● **DIRECTIONS FOR THIS TASK**
Search the records for lines that contain the word "below". Copy them all.

● **EXTRACTED RECORDS**
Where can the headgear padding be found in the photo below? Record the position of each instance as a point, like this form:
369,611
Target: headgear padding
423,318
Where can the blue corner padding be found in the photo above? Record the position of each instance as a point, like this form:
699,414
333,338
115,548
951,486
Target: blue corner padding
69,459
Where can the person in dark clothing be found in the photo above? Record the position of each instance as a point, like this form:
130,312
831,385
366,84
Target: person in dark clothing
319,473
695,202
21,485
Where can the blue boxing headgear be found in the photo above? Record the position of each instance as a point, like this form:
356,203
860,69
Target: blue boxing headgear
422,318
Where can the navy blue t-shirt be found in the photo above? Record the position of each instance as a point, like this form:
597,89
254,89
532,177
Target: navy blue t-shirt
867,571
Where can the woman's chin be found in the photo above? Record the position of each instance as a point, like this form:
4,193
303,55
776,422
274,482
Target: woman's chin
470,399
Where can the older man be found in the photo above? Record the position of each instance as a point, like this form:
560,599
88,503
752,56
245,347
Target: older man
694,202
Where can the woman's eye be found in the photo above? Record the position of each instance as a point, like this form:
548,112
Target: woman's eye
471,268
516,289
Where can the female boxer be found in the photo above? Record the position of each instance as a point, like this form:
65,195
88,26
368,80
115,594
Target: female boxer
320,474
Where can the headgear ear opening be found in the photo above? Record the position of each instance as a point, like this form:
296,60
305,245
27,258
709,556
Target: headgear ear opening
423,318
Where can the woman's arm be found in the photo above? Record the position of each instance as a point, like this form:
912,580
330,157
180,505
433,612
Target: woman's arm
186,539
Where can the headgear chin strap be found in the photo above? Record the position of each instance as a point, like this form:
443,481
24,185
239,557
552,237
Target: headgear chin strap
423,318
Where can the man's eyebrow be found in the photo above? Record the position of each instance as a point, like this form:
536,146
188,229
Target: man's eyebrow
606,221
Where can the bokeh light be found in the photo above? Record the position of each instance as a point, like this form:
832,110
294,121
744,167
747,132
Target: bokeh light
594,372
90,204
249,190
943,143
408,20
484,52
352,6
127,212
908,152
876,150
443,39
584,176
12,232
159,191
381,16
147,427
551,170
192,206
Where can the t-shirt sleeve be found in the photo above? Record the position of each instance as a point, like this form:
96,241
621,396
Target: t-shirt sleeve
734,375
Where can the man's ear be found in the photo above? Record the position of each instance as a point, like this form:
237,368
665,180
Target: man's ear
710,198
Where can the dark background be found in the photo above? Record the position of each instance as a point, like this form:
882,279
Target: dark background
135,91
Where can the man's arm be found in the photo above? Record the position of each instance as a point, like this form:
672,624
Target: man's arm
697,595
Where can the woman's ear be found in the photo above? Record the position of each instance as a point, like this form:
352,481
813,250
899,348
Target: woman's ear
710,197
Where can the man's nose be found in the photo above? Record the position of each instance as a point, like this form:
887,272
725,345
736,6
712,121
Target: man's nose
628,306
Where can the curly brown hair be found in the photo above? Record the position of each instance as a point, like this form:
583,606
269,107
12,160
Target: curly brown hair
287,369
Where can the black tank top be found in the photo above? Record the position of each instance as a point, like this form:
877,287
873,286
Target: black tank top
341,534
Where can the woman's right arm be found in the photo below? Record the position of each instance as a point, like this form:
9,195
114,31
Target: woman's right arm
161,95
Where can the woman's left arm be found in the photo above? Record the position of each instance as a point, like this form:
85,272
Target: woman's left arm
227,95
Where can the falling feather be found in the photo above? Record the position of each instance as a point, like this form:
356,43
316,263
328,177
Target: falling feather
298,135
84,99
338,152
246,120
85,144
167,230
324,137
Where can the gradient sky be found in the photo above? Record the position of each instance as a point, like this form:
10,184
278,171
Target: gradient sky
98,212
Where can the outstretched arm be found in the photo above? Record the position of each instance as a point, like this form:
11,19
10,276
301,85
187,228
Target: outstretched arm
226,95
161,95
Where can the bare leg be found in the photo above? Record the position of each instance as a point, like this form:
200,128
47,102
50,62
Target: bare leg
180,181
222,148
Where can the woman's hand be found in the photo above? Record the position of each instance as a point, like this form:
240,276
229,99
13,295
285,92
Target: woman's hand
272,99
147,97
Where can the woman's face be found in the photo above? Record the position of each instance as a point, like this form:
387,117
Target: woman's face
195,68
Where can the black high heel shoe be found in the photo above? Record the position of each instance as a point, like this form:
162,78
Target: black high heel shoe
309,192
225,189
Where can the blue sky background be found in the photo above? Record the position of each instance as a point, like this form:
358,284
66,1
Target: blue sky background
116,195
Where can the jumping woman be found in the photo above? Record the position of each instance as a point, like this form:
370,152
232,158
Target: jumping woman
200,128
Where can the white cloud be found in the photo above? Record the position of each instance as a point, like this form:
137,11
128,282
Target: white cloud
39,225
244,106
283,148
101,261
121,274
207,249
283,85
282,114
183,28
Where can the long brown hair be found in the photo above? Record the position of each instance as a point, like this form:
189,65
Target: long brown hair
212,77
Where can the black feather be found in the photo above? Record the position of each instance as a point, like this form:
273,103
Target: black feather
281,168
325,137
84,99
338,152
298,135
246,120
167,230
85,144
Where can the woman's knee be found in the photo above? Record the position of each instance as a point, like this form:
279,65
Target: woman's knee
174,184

● **FINISHED EXERCISE**
Where can the headgear padding be found in the photo below? Record the position of each instance as a point, like this form:
Where can the woman's right arm be found in the photo below? Record the position of each instance as a point, like this form:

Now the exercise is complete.